Please transcribe the data below exactly. Leave the pictures out.

- [Data to use]
____________________

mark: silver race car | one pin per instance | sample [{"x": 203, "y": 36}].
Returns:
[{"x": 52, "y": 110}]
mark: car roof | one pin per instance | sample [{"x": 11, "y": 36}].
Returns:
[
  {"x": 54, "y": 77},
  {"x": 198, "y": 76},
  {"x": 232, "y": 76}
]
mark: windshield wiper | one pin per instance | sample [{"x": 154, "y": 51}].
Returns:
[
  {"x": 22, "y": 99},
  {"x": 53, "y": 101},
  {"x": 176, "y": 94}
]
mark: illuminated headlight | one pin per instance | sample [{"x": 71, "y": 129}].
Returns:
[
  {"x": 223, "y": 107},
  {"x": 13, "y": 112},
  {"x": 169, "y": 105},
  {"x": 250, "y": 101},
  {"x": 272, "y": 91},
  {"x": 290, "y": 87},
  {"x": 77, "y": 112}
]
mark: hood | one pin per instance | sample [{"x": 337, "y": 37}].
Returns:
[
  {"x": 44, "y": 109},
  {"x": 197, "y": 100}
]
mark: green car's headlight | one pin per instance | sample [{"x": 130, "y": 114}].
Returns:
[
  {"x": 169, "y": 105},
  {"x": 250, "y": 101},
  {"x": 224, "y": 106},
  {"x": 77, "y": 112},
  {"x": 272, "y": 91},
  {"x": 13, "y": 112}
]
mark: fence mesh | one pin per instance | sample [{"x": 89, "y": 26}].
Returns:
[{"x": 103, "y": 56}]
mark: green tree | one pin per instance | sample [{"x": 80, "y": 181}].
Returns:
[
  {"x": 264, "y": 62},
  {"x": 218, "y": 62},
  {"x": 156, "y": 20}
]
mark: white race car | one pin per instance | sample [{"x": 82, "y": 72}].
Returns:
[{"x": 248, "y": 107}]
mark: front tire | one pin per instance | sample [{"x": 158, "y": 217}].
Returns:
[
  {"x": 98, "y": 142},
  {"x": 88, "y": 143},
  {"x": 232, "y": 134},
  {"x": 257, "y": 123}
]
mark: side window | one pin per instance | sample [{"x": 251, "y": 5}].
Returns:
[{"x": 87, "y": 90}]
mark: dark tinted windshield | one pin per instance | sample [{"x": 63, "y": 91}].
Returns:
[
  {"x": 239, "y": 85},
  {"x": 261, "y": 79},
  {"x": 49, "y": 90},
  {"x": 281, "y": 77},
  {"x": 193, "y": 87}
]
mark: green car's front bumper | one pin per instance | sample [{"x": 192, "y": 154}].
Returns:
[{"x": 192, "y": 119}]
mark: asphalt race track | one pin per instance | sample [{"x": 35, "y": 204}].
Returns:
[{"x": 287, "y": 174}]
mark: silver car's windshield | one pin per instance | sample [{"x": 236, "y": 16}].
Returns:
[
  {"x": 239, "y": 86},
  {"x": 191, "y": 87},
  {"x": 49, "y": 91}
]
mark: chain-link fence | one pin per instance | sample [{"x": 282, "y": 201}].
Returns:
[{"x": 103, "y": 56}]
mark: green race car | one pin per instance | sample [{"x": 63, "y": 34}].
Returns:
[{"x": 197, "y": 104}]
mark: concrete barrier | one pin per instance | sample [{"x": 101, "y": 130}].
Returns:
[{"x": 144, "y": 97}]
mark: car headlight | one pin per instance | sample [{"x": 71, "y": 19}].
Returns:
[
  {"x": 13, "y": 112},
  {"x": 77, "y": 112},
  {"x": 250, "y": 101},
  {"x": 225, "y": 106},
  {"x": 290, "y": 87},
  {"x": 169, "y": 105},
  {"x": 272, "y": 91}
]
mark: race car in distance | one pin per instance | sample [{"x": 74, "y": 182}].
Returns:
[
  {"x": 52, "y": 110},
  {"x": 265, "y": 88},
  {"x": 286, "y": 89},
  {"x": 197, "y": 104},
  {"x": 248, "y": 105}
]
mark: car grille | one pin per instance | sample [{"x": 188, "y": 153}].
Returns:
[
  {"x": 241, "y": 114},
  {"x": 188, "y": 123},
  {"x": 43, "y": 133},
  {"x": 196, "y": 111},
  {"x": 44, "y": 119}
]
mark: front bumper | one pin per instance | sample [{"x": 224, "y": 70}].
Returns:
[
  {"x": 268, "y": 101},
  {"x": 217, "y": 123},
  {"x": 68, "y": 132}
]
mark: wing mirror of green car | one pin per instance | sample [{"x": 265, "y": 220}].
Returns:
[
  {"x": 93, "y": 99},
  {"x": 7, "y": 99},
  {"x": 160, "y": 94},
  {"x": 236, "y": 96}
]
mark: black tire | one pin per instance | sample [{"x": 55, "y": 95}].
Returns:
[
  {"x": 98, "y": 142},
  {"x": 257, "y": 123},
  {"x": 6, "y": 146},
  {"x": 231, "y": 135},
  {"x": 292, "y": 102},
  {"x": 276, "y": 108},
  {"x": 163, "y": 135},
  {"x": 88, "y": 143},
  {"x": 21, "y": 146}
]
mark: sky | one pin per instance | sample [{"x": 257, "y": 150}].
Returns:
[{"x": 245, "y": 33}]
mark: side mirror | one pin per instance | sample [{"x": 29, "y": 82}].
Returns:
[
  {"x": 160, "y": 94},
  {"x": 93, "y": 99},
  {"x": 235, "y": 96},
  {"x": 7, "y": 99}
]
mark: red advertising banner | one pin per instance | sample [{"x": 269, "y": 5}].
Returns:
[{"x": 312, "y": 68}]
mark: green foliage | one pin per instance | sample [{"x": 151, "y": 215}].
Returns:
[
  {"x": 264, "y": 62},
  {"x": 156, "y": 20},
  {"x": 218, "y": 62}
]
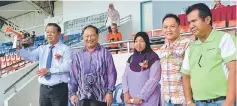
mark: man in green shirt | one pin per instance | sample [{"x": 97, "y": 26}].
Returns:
[{"x": 209, "y": 66}]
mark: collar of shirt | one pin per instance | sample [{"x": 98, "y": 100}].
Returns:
[
  {"x": 98, "y": 47},
  {"x": 176, "y": 42},
  {"x": 57, "y": 45},
  {"x": 209, "y": 38}
]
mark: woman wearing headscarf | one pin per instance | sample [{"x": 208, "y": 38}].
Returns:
[
  {"x": 113, "y": 17},
  {"x": 142, "y": 74}
]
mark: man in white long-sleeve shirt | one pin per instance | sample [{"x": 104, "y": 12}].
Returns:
[{"x": 54, "y": 67}]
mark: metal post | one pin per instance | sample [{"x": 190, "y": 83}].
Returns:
[
  {"x": 128, "y": 47},
  {"x": 15, "y": 88}
]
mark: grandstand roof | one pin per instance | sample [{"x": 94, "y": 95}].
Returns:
[{"x": 12, "y": 9}]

____________________

- [Reply]
mark: silver race car | one pin per instance | sample [{"x": 203, "y": 36}].
Returns:
[{"x": 52, "y": 110}]
mark: car roof | one pin per instance | sample [{"x": 11, "y": 36}].
Returns:
[
  {"x": 54, "y": 77},
  {"x": 198, "y": 76},
  {"x": 232, "y": 76}
]
mark: windshield wiper | one pin per instance | sample [{"x": 154, "y": 51}].
Returns:
[
  {"x": 22, "y": 99},
  {"x": 53, "y": 101},
  {"x": 176, "y": 94}
]
mark: illuminated headlight | one pin per instance | sample [{"x": 71, "y": 129}].
Returns:
[
  {"x": 223, "y": 107},
  {"x": 13, "y": 112},
  {"x": 169, "y": 105},
  {"x": 250, "y": 101},
  {"x": 272, "y": 91},
  {"x": 290, "y": 87},
  {"x": 77, "y": 112}
]
mark: hood | one pin per instance | sample [{"x": 337, "y": 37}].
Returns:
[
  {"x": 44, "y": 109},
  {"x": 197, "y": 100}
]
mark: green car's headlight | one pin per instance | sample [{"x": 130, "y": 114}].
Returns:
[
  {"x": 169, "y": 105},
  {"x": 250, "y": 101},
  {"x": 224, "y": 106},
  {"x": 77, "y": 112},
  {"x": 272, "y": 91},
  {"x": 13, "y": 112}
]
mark: fence mesh | one pin per instance | sample [{"x": 89, "y": 26}].
Returns:
[{"x": 103, "y": 56}]
mark: green tree | one pin per instance | sample [{"x": 80, "y": 181}].
Returns:
[
  {"x": 264, "y": 62},
  {"x": 218, "y": 62},
  {"x": 156, "y": 20}
]
mark: white race car | one pin per instance | sample [{"x": 82, "y": 72}].
Returns:
[{"x": 248, "y": 107}]
mark: front tire | one pin per instance | sample [{"x": 158, "y": 217}].
Returns:
[
  {"x": 98, "y": 142},
  {"x": 88, "y": 143},
  {"x": 232, "y": 134},
  {"x": 257, "y": 123}
]
mark: side window | one pin per instance | sample [{"x": 251, "y": 5}].
Returns:
[{"x": 87, "y": 90}]
mark: dark tinted windshield | one pin per instance | sample [{"x": 63, "y": 91}].
Returns:
[
  {"x": 239, "y": 85},
  {"x": 261, "y": 79},
  {"x": 49, "y": 90},
  {"x": 281, "y": 77},
  {"x": 193, "y": 87}
]
mark: green car's front bumper | one pin per instance | sample [{"x": 192, "y": 154}].
Returns:
[{"x": 192, "y": 119}]
mark: asphalt race track | one pin per instance | sample [{"x": 35, "y": 204}].
Returns:
[{"x": 287, "y": 174}]
mark: silver car's windshield | one pin per instance | sample [{"x": 236, "y": 16}].
Returns:
[
  {"x": 239, "y": 86},
  {"x": 191, "y": 87},
  {"x": 49, "y": 91}
]
mark: chain-link fence | one pin per instance | sample [{"x": 282, "y": 201}].
Returns:
[{"x": 103, "y": 56}]
mark: green race car | one pin per instance | sample [{"x": 63, "y": 34}].
Returns:
[{"x": 197, "y": 104}]
mark: concrete barrier | one pin per instance | sample [{"x": 101, "y": 130}].
Returns:
[{"x": 144, "y": 97}]
mark: car headlight | one pin per instance | sample [{"x": 71, "y": 19}].
Returns:
[
  {"x": 13, "y": 112},
  {"x": 77, "y": 112},
  {"x": 250, "y": 101},
  {"x": 225, "y": 106},
  {"x": 290, "y": 87},
  {"x": 169, "y": 105},
  {"x": 272, "y": 91}
]
mark: race car in distance | one pin per instance | sample [{"x": 74, "y": 182}].
Returns:
[
  {"x": 52, "y": 110},
  {"x": 265, "y": 88},
  {"x": 286, "y": 89},
  {"x": 197, "y": 104},
  {"x": 248, "y": 105}
]
mark: car grille | one pin per instance | sample [{"x": 188, "y": 153}].
Returns:
[
  {"x": 241, "y": 114},
  {"x": 188, "y": 123},
  {"x": 43, "y": 133},
  {"x": 196, "y": 111},
  {"x": 44, "y": 119}
]
mark: front bumper | one pin per instance | sample [{"x": 224, "y": 70}].
Returns:
[
  {"x": 268, "y": 101},
  {"x": 217, "y": 123},
  {"x": 68, "y": 132}
]
mark: wing mirror of green car | one pin per instance | sample [{"x": 265, "y": 220}].
Returns:
[
  {"x": 93, "y": 99},
  {"x": 7, "y": 99},
  {"x": 160, "y": 94},
  {"x": 236, "y": 96}
]
mark: black tire | one pin per instance | sample [{"x": 55, "y": 95}].
Returns:
[
  {"x": 98, "y": 142},
  {"x": 257, "y": 123},
  {"x": 6, "y": 146},
  {"x": 231, "y": 135},
  {"x": 292, "y": 102},
  {"x": 276, "y": 108},
  {"x": 163, "y": 135},
  {"x": 88, "y": 143},
  {"x": 21, "y": 146}
]
mark: sky | one pin per instance | sample [{"x": 257, "y": 150}].
Returns:
[{"x": 245, "y": 33}]
mark: side mirror | one pin per instance | sample [{"x": 29, "y": 82}].
Returns:
[
  {"x": 160, "y": 94},
  {"x": 93, "y": 99},
  {"x": 235, "y": 96},
  {"x": 7, "y": 99}
]
mark: red advertising banner | one pin per instance | sample [{"x": 269, "y": 5}].
Returns:
[{"x": 312, "y": 68}]
mark: green foliage | one pin per instance | sample [{"x": 151, "y": 215}].
Returns:
[
  {"x": 264, "y": 62},
  {"x": 156, "y": 20},
  {"x": 218, "y": 62}
]
mark: man in green shirt | one pin per instance | sample [{"x": 97, "y": 26}].
Returns:
[{"x": 209, "y": 66}]
mark: collar of shirt | one pin per instance | sample [{"x": 98, "y": 100}].
Returns:
[
  {"x": 98, "y": 47},
  {"x": 176, "y": 42},
  {"x": 57, "y": 45},
  {"x": 209, "y": 38}
]
mark: woman wearing headscarf | one pin per instance | sample [{"x": 208, "y": 38}].
Returns:
[
  {"x": 113, "y": 17},
  {"x": 142, "y": 74}
]
mark: man in white long-sleeve shirt | one pin per instance | sample [{"x": 104, "y": 12}].
Returns:
[{"x": 54, "y": 67}]
mark: metal post | one pin per instance | sample [{"x": 190, "y": 83}].
Returns:
[
  {"x": 128, "y": 47},
  {"x": 15, "y": 88}
]
mark: grandstand roof | one pin per instance | sample [{"x": 94, "y": 95}].
Returns:
[{"x": 12, "y": 9}]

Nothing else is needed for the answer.